The Wall Street herd had it easy from 2009 to 2021. Life was simple and life was good: markets were easy to predict. As long as the Federal Reserve kept interest rates near-zero and increased its balance sheet to buy Treasury bonds, the stock market rose.

As long as the Fed increased its balance sheet to buy mortgage-backed securities, housing rose.

If the Fed tried to reduce its balance sheet, the market would quiver and shake and throw a tantrum, and the Fed would go back to keeping interest rates near-zero and increase its balance sheet.

To make money all one had to do was buy the dips. Easy-peasy.

Alas, life is not so simple these days, and the herd doesn’t know quite which way to run. Dynamics that were relegated to the margins for 13 years have emerged from the shadows to complicate the process of making money in markets.

Inflation has risen from the depths, breathing fire, stampeding the herd. The herd hears all sorts of messages and it can’t discern signal from noise: inflation in transitory, no it’s embedded, supply chain issues will go away, no they won’t, wage inflation will reverse, no it won’t, and so on.

All this complexity has confused the herd mightily. Keep it simple, stupid (KISS) no longer works.

Then there’s foreign exchange (FX): the relative value of currencies barely moved. Who cared what micro-moves the yen and yuan made other than currency traders?

But now FX moves are big and spooky. The herd became complacent, everyone forgot that currencies mattered, and now the herd is skittish: what the heck does the yen and yuan getting crushed mean? Nobody’s sure, and that spooks the herd.

Globalization has also run off the tracks. It was all so easy for the past couple of decades: close the plant here, shift production to sweatshops overseas, drop the quality of goods to boost profit margins, and voila, nothing to do but watch corporate profits climb.

Now that globalization is reversing, the herd doesn’t know which way to run. Where will the easy, guaranteed profits come from now?

Energy has been cheap for so long, the herd took it for granted. Now that it appears there are actual physical limits that might affect the financial castles in the sky, the herd is discombobulated. You mean the input costs of everything will go up? Bu-u-u-ut what about the guaranteed higher corporate profits?

After decades of being compliant pack animals, the workforce has started wandering off. Millions of workers are quitting every month, dissatisfied and restive.

**Given entries**

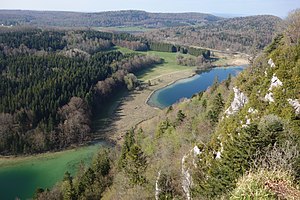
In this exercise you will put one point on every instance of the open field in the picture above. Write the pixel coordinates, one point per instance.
(133, 109)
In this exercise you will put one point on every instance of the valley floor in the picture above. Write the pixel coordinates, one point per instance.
(133, 108)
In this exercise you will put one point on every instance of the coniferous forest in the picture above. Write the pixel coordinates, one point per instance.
(239, 139)
(50, 82)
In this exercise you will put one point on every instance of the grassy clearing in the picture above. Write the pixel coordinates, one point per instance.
(168, 66)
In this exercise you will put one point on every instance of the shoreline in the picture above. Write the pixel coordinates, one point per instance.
(135, 103)
(197, 71)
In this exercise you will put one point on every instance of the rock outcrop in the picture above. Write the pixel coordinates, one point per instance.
(240, 99)
(295, 104)
(275, 82)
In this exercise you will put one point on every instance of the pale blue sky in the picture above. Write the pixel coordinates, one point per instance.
(246, 7)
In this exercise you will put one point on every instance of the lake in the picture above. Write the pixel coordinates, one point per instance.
(21, 176)
(185, 88)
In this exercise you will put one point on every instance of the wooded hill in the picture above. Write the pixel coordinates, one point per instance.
(242, 34)
(50, 80)
(102, 19)
(240, 139)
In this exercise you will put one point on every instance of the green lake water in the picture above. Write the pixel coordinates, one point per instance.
(21, 177)
(185, 88)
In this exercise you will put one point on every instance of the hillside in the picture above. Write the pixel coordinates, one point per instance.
(102, 19)
(239, 139)
(243, 34)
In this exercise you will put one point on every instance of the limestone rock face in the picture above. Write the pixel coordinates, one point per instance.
(271, 63)
(185, 170)
(295, 104)
(240, 99)
(275, 82)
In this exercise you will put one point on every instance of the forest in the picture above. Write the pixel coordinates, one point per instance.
(102, 19)
(51, 80)
(237, 140)
(242, 34)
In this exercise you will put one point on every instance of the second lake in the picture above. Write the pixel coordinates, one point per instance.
(185, 88)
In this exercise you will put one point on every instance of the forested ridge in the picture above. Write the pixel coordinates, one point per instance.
(239, 139)
(98, 19)
(50, 81)
(242, 34)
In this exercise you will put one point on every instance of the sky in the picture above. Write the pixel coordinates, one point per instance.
(237, 7)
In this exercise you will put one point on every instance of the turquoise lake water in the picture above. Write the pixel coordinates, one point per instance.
(185, 88)
(20, 178)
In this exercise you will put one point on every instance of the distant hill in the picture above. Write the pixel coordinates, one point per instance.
(102, 19)
(243, 34)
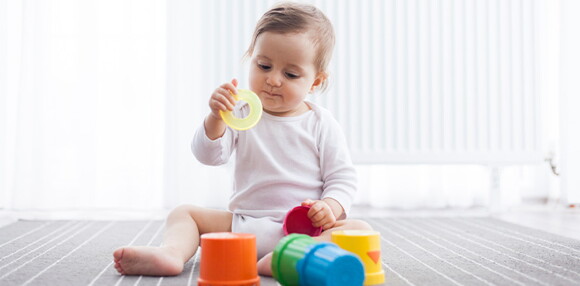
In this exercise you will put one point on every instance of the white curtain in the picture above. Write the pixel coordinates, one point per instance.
(99, 100)
(83, 90)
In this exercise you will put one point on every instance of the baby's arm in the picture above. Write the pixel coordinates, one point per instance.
(221, 99)
(324, 212)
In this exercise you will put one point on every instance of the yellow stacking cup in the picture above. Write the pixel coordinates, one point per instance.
(255, 111)
(367, 245)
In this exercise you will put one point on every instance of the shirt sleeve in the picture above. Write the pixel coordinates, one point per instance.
(338, 172)
(213, 152)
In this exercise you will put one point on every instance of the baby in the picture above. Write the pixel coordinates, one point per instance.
(295, 155)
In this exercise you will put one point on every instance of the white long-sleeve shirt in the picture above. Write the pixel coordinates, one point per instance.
(283, 161)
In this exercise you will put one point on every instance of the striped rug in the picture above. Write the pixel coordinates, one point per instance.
(415, 251)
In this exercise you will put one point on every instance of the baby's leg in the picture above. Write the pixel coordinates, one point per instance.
(265, 264)
(183, 228)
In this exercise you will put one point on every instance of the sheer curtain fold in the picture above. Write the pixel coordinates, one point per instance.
(87, 85)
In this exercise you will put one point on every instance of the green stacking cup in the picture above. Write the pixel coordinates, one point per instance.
(287, 253)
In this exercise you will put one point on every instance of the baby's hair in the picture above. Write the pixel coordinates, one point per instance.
(291, 17)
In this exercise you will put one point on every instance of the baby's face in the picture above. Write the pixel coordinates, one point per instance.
(283, 72)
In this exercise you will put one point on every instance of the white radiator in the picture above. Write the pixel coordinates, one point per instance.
(414, 81)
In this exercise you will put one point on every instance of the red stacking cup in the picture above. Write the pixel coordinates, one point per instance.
(297, 221)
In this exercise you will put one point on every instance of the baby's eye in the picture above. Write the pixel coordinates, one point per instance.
(292, 75)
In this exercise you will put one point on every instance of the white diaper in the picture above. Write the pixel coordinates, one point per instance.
(267, 229)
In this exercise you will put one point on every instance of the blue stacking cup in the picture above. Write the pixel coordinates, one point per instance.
(326, 264)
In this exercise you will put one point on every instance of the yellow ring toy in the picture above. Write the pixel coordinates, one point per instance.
(255, 111)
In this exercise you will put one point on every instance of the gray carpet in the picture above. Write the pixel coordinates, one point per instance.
(416, 251)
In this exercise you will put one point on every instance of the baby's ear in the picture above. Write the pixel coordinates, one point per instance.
(320, 78)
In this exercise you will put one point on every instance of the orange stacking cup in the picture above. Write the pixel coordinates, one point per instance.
(228, 259)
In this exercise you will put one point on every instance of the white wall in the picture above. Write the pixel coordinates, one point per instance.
(570, 99)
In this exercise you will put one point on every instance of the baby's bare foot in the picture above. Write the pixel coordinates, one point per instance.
(154, 261)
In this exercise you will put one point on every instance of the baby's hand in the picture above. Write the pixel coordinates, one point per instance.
(222, 99)
(320, 214)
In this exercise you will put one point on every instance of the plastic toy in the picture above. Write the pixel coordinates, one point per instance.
(367, 245)
(297, 221)
(253, 117)
(228, 259)
(300, 260)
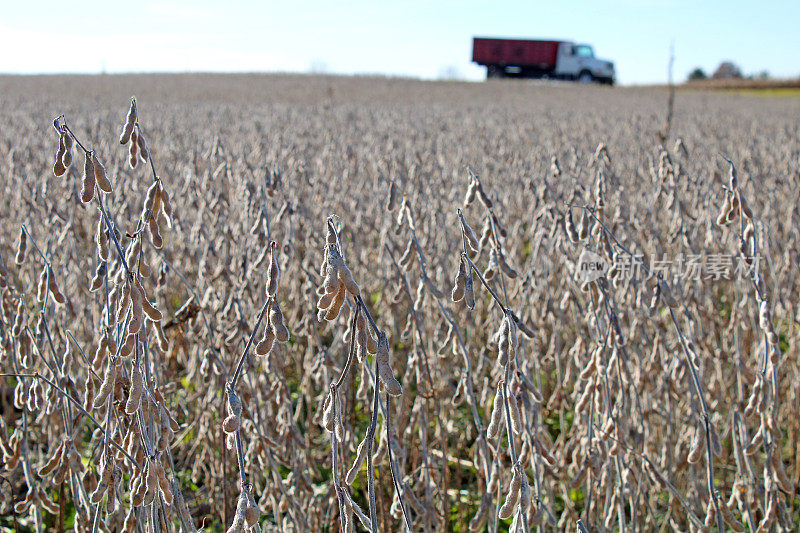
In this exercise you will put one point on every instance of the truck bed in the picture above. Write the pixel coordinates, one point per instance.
(517, 52)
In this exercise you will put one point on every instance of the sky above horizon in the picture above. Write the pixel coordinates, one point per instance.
(426, 39)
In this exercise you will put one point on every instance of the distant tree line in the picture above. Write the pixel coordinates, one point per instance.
(727, 70)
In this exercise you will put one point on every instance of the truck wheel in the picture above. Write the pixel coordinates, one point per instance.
(494, 72)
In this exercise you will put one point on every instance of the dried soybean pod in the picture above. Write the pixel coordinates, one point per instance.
(108, 384)
(514, 414)
(266, 342)
(392, 197)
(100, 175)
(144, 153)
(361, 454)
(22, 247)
(149, 309)
(53, 462)
(87, 191)
(150, 200)
(130, 120)
(155, 234)
(101, 237)
(496, 417)
(272, 271)
(135, 394)
(239, 518)
(163, 483)
(346, 277)
(469, 291)
(58, 296)
(251, 514)
(327, 413)
(512, 497)
(166, 204)
(66, 157)
(41, 286)
(133, 158)
(385, 373)
(135, 323)
(58, 166)
(276, 323)
(459, 285)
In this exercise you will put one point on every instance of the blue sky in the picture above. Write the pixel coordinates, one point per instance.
(403, 37)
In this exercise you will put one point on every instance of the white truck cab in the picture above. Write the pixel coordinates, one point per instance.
(577, 62)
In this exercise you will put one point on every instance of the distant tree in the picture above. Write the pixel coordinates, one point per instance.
(727, 70)
(698, 74)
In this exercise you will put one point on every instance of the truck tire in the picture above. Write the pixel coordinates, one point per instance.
(493, 71)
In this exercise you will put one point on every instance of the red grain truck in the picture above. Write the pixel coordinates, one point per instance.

**Short task**
Resume the commentary on the Wall Street herd and shifting market conditions, continuing after its final sentence.

**Solved exercise**
The Wall Street herd believed the hype about robots doing all the work and so automation would force workers to accept lower wages, but a funny thing happened on the way to lower-wage-Nirvana–the workers’ pay was no longer enough to pay rent, student loan payments, food, taxes, etc.

The herd has no response to Marx being right after all except a deer-in-the-headlights blank look. That labor might actually stop caving in to corporate capital is incomprehensible, and the herd is in a real spot of bother.

The herd–fat, dumb and happy after years of easy money– also has no means to comprehend diminishing returns.The fuel for higher profits and markets is expanding debt: nothing could be easier. And since the Fed will keep interest rates near zero, there’s no real limit on debt, so borrow as much as you want.

But borrowing more eventually ceases to generate the desired effect. Rather than boost revenues, taxes, profits and markets, borrowing more now has a cost, and that cost is weighing on the gravy train.

Then there’s global capital flows. For the past 13 years, money sloshed around the world more or less making everyone who was already rich even richer. The herd liked this, a lot, as the herd skims a percentage of all wealth and an even bigger chunk of new wealth.

Governments liked this too, because governments also skim a percentage of income, profits and wealth that boosts capital gains and property taxes.

But now global capital is flowing from the periphery to the core, and that complicates things. There are now big losers in the global casino, and should the flow of global capital become a raging torrent, the winners could become losers faster than they thought possible.

The herd on the Street is whining, please just make it simple and easy to make money. Sorry, Herd on the Street. Now you’ll actually have to work to make money from not producing any goods and services. The casino has become complex and there are no easy answers or predictable paths.

I’m hearing good things about the yen-quatloo-bat-guano-Slobovian-bond-volatility ratio. You might give that a try. Or just run with the herd and hope you don’t go off a cliff somewhere.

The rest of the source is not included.